*GOAL*: Rewrite the data below, swapping each occurrence of "jacket" for "coat" and keeping everything else the same. Leave the pictures out of your answer.

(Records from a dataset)
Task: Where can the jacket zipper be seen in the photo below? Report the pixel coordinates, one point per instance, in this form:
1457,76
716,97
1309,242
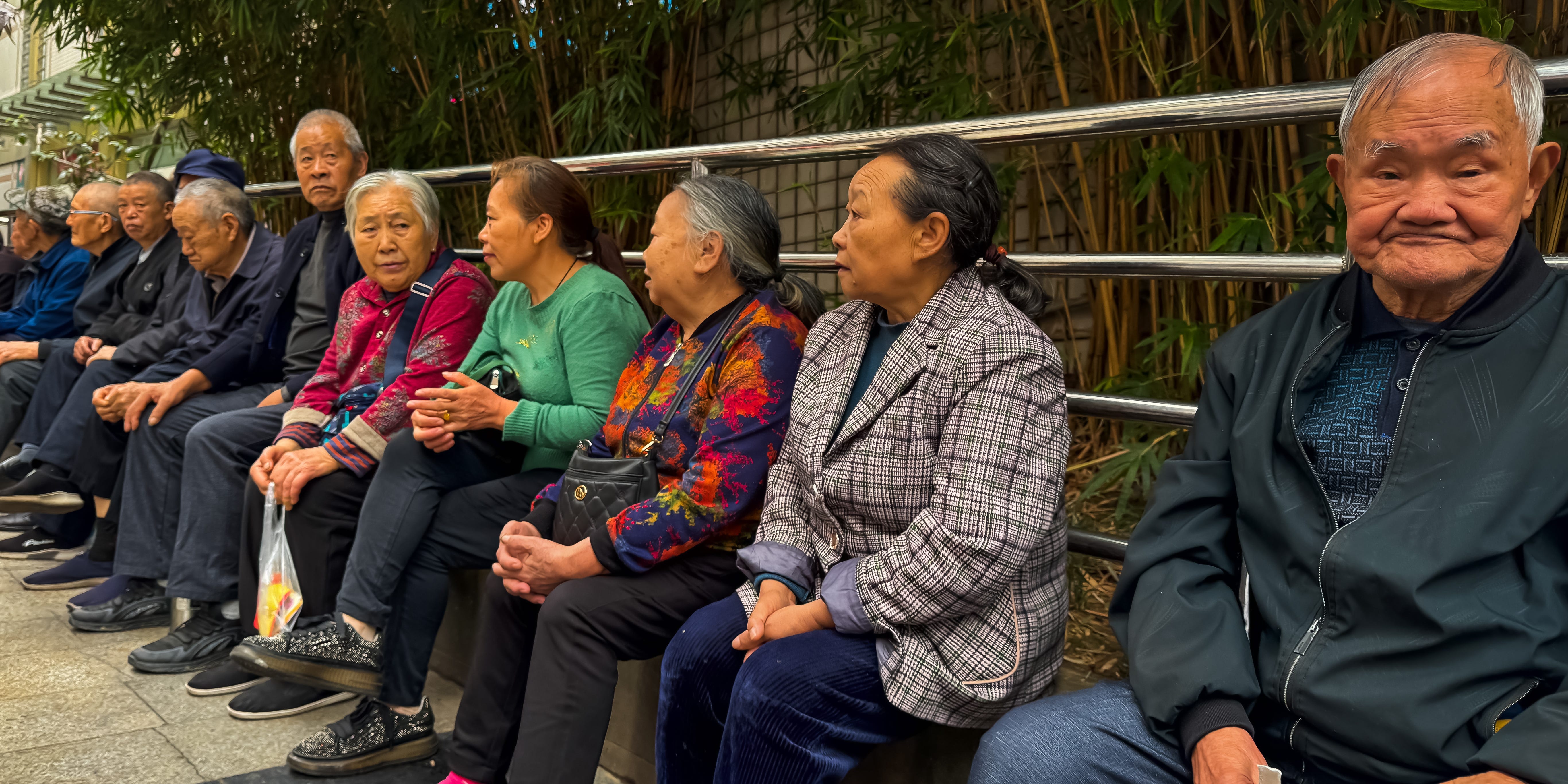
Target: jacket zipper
1399,427
1518,695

*THE REPLY*:
Task: Where can the coat zipper be seen in the photo below? Report the pixel coordinates, one point per instance, in this form:
1457,76
716,97
1309,242
Target: coat zipper
1399,427
1518,695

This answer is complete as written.